[Region annotation entries]
──────────────────────────────
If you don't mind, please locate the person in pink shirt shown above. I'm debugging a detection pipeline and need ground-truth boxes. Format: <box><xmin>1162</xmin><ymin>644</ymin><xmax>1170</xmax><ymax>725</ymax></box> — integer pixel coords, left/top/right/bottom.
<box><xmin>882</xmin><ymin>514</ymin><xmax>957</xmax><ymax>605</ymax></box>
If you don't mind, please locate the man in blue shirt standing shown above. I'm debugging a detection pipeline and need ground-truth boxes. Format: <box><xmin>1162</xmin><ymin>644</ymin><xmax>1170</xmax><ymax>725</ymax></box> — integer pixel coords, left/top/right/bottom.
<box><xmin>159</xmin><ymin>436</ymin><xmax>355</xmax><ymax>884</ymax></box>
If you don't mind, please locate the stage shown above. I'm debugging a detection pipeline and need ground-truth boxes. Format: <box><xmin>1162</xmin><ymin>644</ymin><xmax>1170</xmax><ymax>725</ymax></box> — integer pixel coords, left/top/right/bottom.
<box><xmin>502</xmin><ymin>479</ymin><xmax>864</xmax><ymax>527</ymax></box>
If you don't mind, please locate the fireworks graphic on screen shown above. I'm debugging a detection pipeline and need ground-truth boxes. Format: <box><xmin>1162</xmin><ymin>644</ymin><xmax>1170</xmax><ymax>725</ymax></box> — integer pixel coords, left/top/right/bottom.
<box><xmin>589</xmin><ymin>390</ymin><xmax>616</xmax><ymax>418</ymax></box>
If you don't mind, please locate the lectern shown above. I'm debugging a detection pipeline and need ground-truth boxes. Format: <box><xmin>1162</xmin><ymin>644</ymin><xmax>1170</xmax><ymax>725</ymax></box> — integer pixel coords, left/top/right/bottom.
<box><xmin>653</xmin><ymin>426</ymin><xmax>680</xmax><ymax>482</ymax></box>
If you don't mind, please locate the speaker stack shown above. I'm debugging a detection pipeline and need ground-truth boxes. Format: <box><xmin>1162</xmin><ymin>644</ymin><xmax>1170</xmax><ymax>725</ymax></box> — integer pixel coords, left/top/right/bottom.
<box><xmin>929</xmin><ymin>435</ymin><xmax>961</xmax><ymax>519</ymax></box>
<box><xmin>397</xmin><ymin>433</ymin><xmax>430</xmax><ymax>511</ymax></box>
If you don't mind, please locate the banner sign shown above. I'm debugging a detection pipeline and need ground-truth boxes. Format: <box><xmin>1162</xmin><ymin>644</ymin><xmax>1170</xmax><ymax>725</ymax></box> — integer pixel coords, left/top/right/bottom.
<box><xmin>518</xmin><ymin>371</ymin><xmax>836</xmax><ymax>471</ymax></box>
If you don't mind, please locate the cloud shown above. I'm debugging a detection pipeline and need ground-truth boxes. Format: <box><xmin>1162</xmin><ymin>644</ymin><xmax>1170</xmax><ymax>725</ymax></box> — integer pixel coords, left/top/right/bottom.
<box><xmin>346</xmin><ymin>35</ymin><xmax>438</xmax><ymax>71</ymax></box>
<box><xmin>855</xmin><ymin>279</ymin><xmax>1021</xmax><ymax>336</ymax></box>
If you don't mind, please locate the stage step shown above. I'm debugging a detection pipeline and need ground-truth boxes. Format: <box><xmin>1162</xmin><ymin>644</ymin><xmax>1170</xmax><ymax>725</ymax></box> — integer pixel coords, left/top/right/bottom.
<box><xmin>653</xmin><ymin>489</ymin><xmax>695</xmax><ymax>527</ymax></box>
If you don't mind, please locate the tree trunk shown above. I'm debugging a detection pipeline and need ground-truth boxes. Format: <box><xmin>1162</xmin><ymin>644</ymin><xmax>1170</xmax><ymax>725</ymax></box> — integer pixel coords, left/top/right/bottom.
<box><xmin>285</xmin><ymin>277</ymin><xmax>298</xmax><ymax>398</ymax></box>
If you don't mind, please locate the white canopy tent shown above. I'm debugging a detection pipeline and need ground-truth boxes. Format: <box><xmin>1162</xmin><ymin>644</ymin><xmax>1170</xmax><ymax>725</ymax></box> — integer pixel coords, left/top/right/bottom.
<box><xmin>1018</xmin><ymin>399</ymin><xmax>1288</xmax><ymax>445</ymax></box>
──────────────────────────────
INSTRUCTIONS TO FOLLOW:
Recast every item above as a JSON list of strings, one string per line, omitting blank lines.

TASK RESULT:
[
  "If you don't mind, please locate the person in pink shirt shown above. I'm debugging a detection pipeline and need ground-truth boxes. Format: <box><xmin>1162</xmin><ymin>644</ymin><xmax>1170</xmax><ymax>725</ymax></box> — integer pixel coords, left/top/right/bottom.",
  "<box><xmin>882</xmin><ymin>514</ymin><xmax>957</xmax><ymax>605</ymax></box>",
  "If you don't mind, please locate the man in blue shirt standing shown above. I'm debugging a detection pipeline and need ground-truth boxes. Format: <box><xmin>1162</xmin><ymin>644</ymin><xmax>1170</xmax><ymax>725</ymax></box> — integer pixel coords, left/top/right/bottom.",
  "<box><xmin>159</xmin><ymin>436</ymin><xmax>355</xmax><ymax>884</ymax></box>",
  "If you don't mind, please locate the stage shown above. I'm debugging a detection pipeline and need ground-truth boxes. Format: <box><xmin>1162</xmin><ymin>644</ymin><xmax>1170</xmax><ymax>725</ymax></box> — integer pixel coords, left/top/right/bottom.",
  "<box><xmin>502</xmin><ymin>479</ymin><xmax>864</xmax><ymax>527</ymax></box>",
  "If you don't mind, please locate the fireworks graphic on screen shown above. I'm debugging a detection pipeline and need ground-truth boxes. Format: <box><xmin>1162</xmin><ymin>644</ymin><xmax>1170</xmax><ymax>725</ymax></box> — integer pixel coords, left/top/right/bottom.",
  "<box><xmin>589</xmin><ymin>390</ymin><xmax>616</xmax><ymax>418</ymax></box>",
  "If you don't mind, please locate the lectern shown above. I'm debugging a detection pipeline and need ground-truth boxes. Format: <box><xmin>1162</xmin><ymin>644</ymin><xmax>1170</xmax><ymax>725</ymax></box> — integer pixel coords, left/top/right/bottom.",
  "<box><xmin>653</xmin><ymin>426</ymin><xmax>680</xmax><ymax>482</ymax></box>",
  "If you don't mind, please locate the speaker stack shown above. I'm debugging a detection pipeline and need ground-truth boxes. Format: <box><xmin>1162</xmin><ymin>644</ymin><xmax>1170</xmax><ymax>725</ymax></box> — integer pixel coords, left/top/right/bottom.",
  "<box><xmin>929</xmin><ymin>435</ymin><xmax>961</xmax><ymax>519</ymax></box>",
  "<box><xmin>397</xmin><ymin>433</ymin><xmax>430</xmax><ymax>511</ymax></box>",
  "If you don't mind, please locate the banner sign shown above. I'm debugging a detection pipeline and need ground-truth boxes. Format: <box><xmin>1162</xmin><ymin>644</ymin><xmax>1170</xmax><ymax>725</ymax></box> — integer pixel coords, left/top/right/bottom.",
  "<box><xmin>518</xmin><ymin>371</ymin><xmax>836</xmax><ymax>471</ymax></box>",
  "If you don't mind, please locate the cloud shown above. I'm debugging a detection pipeline and need ground-truth boxes. Format: <box><xmin>1162</xmin><ymin>644</ymin><xmax>1170</xmax><ymax>725</ymax></box> — integer pixel coords, left/top/right/bottom.",
  "<box><xmin>346</xmin><ymin>35</ymin><xmax>438</xmax><ymax>71</ymax></box>",
  "<box><xmin>855</xmin><ymin>279</ymin><xmax>1021</xmax><ymax>336</ymax></box>",
  "If you don't mind, please locate the stage step shown above. I'm debugging a detection pipeline and need ground-truth boxes. Format: <box><xmin>1162</xmin><ymin>644</ymin><xmax>1170</xmax><ymax>725</ymax></box> — integer pixel coords, left/top/right/bottom.",
  "<box><xmin>653</xmin><ymin>489</ymin><xmax>695</xmax><ymax>527</ymax></box>",
  "If you don't mind, please locate the tree trunk shown above. I'm debugging a detection pipeline and need ground-truth boxes. Format: <box><xmin>1162</xmin><ymin>644</ymin><xmax>1170</xmax><ymax>725</ymax></box> — integer pixel coords, left/top/right/bottom.",
  "<box><xmin>285</xmin><ymin>277</ymin><xmax>298</xmax><ymax>398</ymax></box>",
  "If you don't mind, please locate the white canopy tent shown above. I'm debugging a detection pipeline and need ground-truth boxes. Format: <box><xmin>1162</xmin><ymin>644</ymin><xmax>1170</xmax><ymax>725</ymax></box> — integer pixel coords, left/top/right/bottom.",
  "<box><xmin>1018</xmin><ymin>399</ymin><xmax>1288</xmax><ymax>445</ymax></box>"
]